- _Поставленная задача A_
Верните, пожалуйста, без изменений часть выбранного отрывка, начиная с «Ерш — что человек» и заканчивая «хождения не видят.».
- _Поставленная задача B_
Перепечатайте в точности строки с расстановкой точек, начиная со строки, где есть «Placement rule: one point per instance of the utility», и заканчивая строкой, где есть «column 226, row 221», включая обе.

- _Выбранный отрывок_
>>
Ерш — что человек строптивый, на приманки ласковые неподатливый. «Он и щуке поперек горла ершом станет!» — говорят в народе. «Ершиться» — противиться, спорить, даже стараться вызвать ссору. По примете — ерш, в первую закинутую сеть попавшийся, к неудачному лову. «Ерш — неважное кушанье: съешь на грош, на гривну [590] расплюешь!» — отзывается об этой строптивой рыбке промышляющая у реки посельщина. «Тягался — как лещ с ершом: и оправили, а пошел домой нагишом!» — подсмеиваются в деревне над любителями судебной волокиты, которые всю жизнь свою от судьи к судье ходят и никакого толка-прибытка от такого хождения не видят.

Осетр — «князь рыбий»; не везде и водится эта «красная» рыба. «Славна Астрахань осетрами, что Сибирь — соболями!» — гласит о том народное слово. Донцы-казаки прозываются «осетерниками». «Красны промысла осетрами!» — говорится у рыбаков-ватажников на Волге, где вся рыба осетрового рода скупается для верховых городов — столиц, что и вызвало к жизни пословицу: «Хлебай уху, а рыба — вся вверху!»

Один из старших богатырей русских былинных сказаний — Волх Всеславьевич (Вольга Святославич) — является представителем мудрости-хитрости, переходящей в волхвование. Вещий богатырь-знахарь, разъезжающий со своей дружиною по городам «за получкою», выбивающий — по былинному слову — «с мужиков дани-выходы», дает своим вырисовывающимся из сказания обликом яркое воплощение «змеиной мудрости», объединенной с красотою-молодечеством. Былинные сказатели именуют его сыном княжны Марфы Всеславьевны и змея, наделяя его способностью обертываться, по желанию, то в «ясного сокола», то в «серого волка», то в «гнедого тура — золотые рога», то в «рыбу-щучинку». Рождение его на свет белый сопровождалось сотрясением земли и всколебанием океан-моря: «рыба пошла в морскую глубину, птица полетела высоко в небеса, туры да олени за горы пошли, зайцы, лисицы — по чащицам…» и т. д. Пятилетним отроком постиг он всю премудрость, двенадцати лет — собрал дружину в тридцать богатырей без единого, «сам становился тридцатыим» и пошел-поехал разгуляться-потешиться на охоту молодецкую. Три дня, три ночи ловили его дружинники зверье порскучее — не могли поймать зверька ни единого. Обернулся Волх «левом-зверем» — наловил зверья невесть числа. Ловила дружина после этого три дня, три ночи птиц — «гусей, лебедей, ясных соколей», не могла изловить ни «малой птицы-пташицы». Обернулся Волх — «ногой»-птицей, полетел «по подоблачью» и один наловил птицы видимо-невидимо. И вот, продолжает былинный сказ, возговорил млад-богатырь своим дружинникам: [591]


»Дружина моя добрая, хоробрая!
Слухайте большого братца атамана-то,
Делайте вы дело поведенное:
Возьмите топоры дроворубные,
Стройте суденышко дубовое,
Вяжите путевья шелковыя,
Выезжайте вы на синее море,
Ловите рыбу семжинку да белужинку,
Щученьку, плотиченъку
И дорогую рыбку осетринку,
И ловите по три дня, по три ночи!
<<
Строки с расстановкой точек:
>>
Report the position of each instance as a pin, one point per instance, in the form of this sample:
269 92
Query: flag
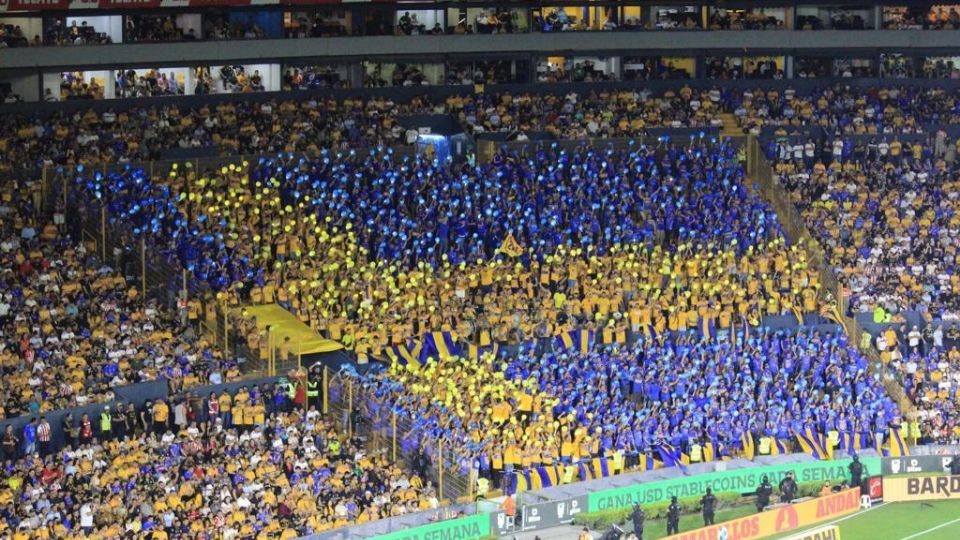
647 463
442 343
475 352
583 339
798 313
897 448
406 354
546 476
864 439
749 450
832 312
811 443
601 467
673 457
510 246
564 341
777 447
849 441
585 471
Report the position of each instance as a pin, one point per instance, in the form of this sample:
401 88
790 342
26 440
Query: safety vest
764 446
696 453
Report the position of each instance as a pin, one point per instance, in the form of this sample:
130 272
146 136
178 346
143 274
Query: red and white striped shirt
43 432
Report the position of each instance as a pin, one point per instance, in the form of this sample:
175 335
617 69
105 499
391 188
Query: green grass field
932 520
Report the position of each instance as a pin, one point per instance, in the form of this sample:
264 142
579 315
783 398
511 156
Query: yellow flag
510 246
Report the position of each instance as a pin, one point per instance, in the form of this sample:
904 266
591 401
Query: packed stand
75 328
307 125
927 364
240 127
343 221
884 211
253 464
845 109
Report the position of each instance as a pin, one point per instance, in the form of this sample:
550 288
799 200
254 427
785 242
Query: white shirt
86 516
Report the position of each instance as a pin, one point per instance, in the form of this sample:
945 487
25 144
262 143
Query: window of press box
95 30
233 24
419 22
834 18
815 67
578 69
561 18
76 85
382 74
941 67
21 31
488 72
936 17
747 67
498 20
237 79
317 23
642 68
322 76
772 18
677 17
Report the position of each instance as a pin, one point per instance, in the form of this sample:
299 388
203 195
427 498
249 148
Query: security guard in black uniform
639 517
314 382
708 504
764 491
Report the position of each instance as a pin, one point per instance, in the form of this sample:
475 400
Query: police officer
856 471
639 517
673 517
763 493
788 488
708 504
106 424
313 387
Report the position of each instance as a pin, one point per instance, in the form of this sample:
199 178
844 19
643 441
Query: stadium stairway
730 128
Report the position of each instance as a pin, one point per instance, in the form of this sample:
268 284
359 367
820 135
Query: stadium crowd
359 221
884 211
269 126
621 402
254 464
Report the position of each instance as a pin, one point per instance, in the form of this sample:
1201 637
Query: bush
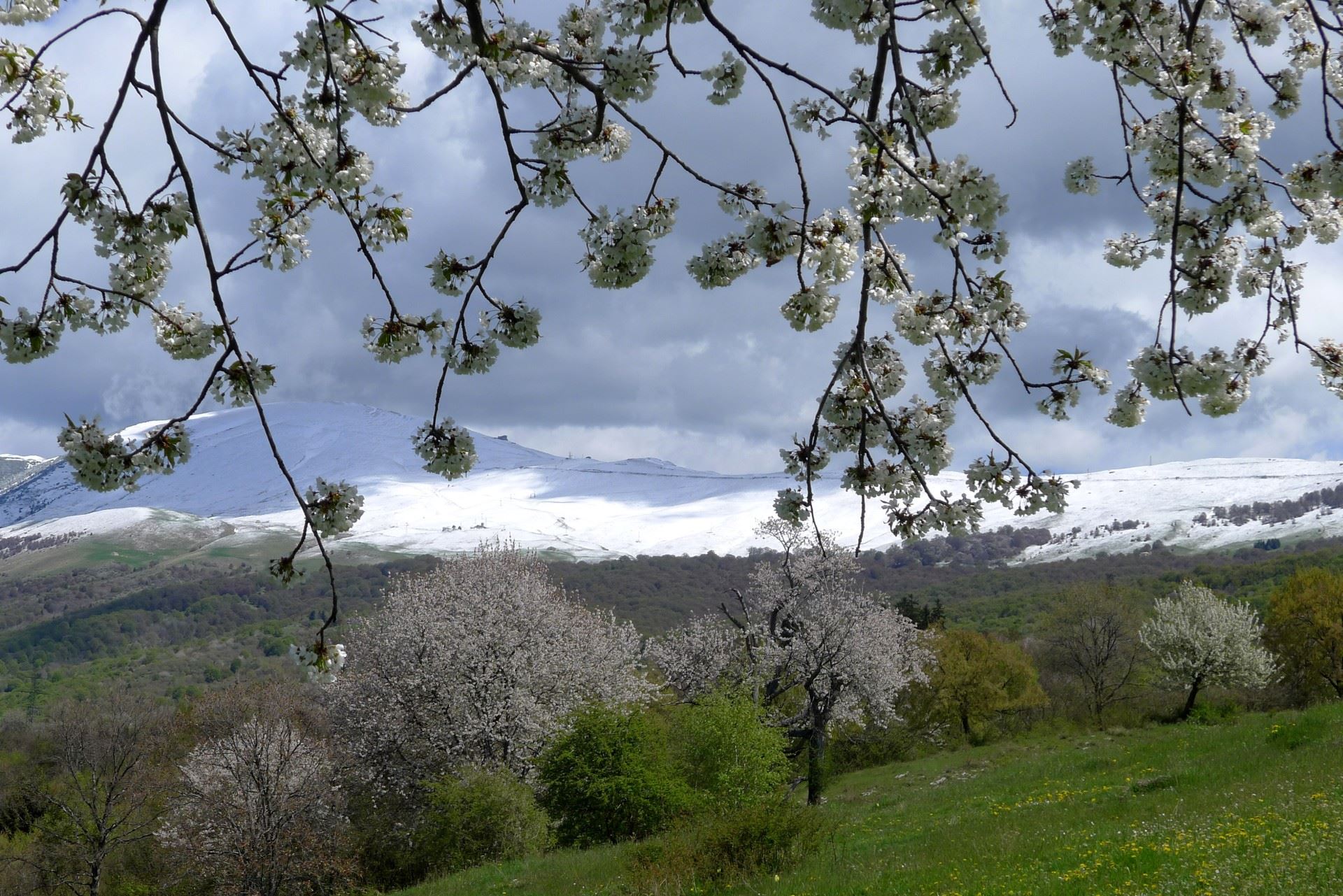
483 816
730 757
730 846
611 778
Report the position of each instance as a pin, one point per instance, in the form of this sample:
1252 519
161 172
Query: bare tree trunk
816 763
1193 695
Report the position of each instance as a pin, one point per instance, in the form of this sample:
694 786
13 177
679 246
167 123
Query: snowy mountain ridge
230 495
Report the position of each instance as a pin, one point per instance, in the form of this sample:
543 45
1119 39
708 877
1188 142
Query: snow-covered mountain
232 496
17 467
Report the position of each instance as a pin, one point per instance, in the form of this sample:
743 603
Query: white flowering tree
476 662
257 808
1204 641
811 645
1200 86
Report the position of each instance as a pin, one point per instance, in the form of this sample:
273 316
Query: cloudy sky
708 379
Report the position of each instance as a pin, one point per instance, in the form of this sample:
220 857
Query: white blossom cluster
137 242
446 449
476 661
1197 131
369 77
234 385
805 627
727 78
300 164
1201 640
250 799
334 507
106 462
185 335
39 96
620 248
321 662
1223 214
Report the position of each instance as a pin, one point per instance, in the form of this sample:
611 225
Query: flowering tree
104 792
258 811
476 662
1188 76
1204 641
811 645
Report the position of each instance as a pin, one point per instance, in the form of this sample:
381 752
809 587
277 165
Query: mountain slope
232 496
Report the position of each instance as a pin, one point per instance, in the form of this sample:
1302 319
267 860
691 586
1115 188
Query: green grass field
1253 805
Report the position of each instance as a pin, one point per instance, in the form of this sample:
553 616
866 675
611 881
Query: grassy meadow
1252 806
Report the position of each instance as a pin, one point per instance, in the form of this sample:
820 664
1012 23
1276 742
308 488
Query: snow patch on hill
232 493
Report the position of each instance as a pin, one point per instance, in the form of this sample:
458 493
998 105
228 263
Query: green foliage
1214 712
1298 732
1177 811
480 816
976 678
730 757
725 848
611 777
1306 629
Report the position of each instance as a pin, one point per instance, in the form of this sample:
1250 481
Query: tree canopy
1198 90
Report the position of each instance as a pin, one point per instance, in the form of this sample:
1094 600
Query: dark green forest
176 629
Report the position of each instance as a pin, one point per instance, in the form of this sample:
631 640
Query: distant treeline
1327 499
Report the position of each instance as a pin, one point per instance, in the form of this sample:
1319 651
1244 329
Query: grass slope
1251 806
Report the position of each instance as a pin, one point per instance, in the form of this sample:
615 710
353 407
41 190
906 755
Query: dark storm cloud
711 379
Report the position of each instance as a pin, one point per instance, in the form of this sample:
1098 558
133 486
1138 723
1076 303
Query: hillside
1252 808
588 508
172 629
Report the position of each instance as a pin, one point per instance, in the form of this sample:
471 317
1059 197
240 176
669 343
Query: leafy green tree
611 777
1306 629
728 751
480 816
1092 640
978 677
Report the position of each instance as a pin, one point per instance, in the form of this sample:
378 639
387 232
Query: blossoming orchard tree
1204 641
476 664
1198 86
807 641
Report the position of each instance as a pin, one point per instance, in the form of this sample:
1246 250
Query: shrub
481 816
730 757
724 848
611 777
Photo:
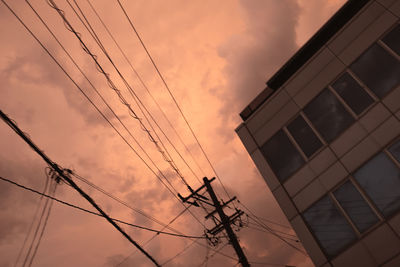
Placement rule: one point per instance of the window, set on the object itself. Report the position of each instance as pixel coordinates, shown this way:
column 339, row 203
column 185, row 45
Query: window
column 355, row 206
column 392, row 39
column 380, row 178
column 395, row 150
column 379, row 70
column 282, row 156
column 328, row 115
column 352, row 93
column 304, row 136
column 329, row 226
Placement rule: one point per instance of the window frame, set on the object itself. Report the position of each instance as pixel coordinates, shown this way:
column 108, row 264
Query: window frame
column 381, row 218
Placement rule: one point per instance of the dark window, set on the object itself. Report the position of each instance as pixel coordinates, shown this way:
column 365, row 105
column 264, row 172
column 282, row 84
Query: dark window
column 304, row 136
column 378, row 69
column 352, row 93
column 328, row 115
column 380, row 178
column 282, row 156
column 395, row 150
column 355, row 206
column 329, row 226
column 392, row 39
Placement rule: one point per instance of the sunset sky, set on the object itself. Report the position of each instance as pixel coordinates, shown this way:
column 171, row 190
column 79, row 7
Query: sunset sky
column 215, row 57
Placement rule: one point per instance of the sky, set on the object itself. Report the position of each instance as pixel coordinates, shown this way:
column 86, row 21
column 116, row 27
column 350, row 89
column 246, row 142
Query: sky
column 215, row 57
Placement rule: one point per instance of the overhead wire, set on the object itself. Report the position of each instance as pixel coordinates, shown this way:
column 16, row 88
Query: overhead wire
column 268, row 232
column 81, row 90
column 98, row 93
column 178, row 254
column 172, row 96
column 38, row 207
column 263, row 225
column 52, row 193
column 98, row 214
column 111, row 84
column 154, row 236
column 132, row 92
column 98, row 188
column 163, row 151
column 41, row 225
column 69, row 181
column 151, row 96
column 277, row 231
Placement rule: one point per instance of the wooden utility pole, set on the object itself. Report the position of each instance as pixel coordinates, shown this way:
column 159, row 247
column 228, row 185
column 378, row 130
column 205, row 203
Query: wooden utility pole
column 225, row 221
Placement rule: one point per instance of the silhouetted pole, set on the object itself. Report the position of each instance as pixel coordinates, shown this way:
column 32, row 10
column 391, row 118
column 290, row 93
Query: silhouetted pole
column 226, row 224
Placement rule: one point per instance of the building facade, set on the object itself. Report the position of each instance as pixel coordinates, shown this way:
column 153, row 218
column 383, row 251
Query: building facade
column 325, row 136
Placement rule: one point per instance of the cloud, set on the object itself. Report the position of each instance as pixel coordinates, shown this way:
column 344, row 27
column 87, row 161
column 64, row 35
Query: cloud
column 252, row 56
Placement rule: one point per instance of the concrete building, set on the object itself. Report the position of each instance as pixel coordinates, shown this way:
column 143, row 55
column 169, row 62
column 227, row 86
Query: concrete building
column 325, row 136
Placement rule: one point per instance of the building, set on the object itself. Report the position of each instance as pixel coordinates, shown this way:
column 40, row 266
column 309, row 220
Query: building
column 325, row 136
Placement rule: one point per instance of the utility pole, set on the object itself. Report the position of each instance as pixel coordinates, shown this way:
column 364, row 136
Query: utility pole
column 226, row 221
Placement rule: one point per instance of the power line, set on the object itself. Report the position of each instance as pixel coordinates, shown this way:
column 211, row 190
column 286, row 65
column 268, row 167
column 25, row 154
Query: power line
column 151, row 96
column 268, row 232
column 178, row 254
column 98, row 93
column 81, row 90
column 69, row 27
column 111, row 84
column 32, row 222
column 53, row 192
column 98, row 214
column 86, row 96
column 55, row 167
column 172, row 96
column 277, row 231
column 263, row 225
column 165, row 154
column 154, row 236
column 96, row 187
column 132, row 92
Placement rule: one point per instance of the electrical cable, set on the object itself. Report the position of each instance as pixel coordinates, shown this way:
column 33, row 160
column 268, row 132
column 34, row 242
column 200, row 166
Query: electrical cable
<<
- _Правильный ответ A_
Ерш — что человек строптивый, на приманки ласковые неподатливый. «Он и щуке поперек горла ершом станет!» — говорят в народе. «Ершиться» — противиться, спорить, даже стараться вызвать ссору. По примете — ерш, в первую закинутую сеть попавшийся, к неудачному лову. «Ерш — неважное кушанье: съешь на грош, на гривну [590] расплюешь!» — отзывается об этой строптивой рыбке промышляющая у реки посельщина. «Тягался — как лещ с ершом: и оправили, а пошел домой нагишом!» — подсмеиваются в деревне над любителями судебной волокиты, которые всю жизнь свою от судьи к судье ходят и никакого толка-прибытка от такого хождения не видят.

- _Правильный ответ B_
Placement rule: one point per instance of the utility pole, set on the object itself. Report the position of each instance as pixel coordinates, shown this way:
column 364, row 136
Query: utility pole
column 226, row 221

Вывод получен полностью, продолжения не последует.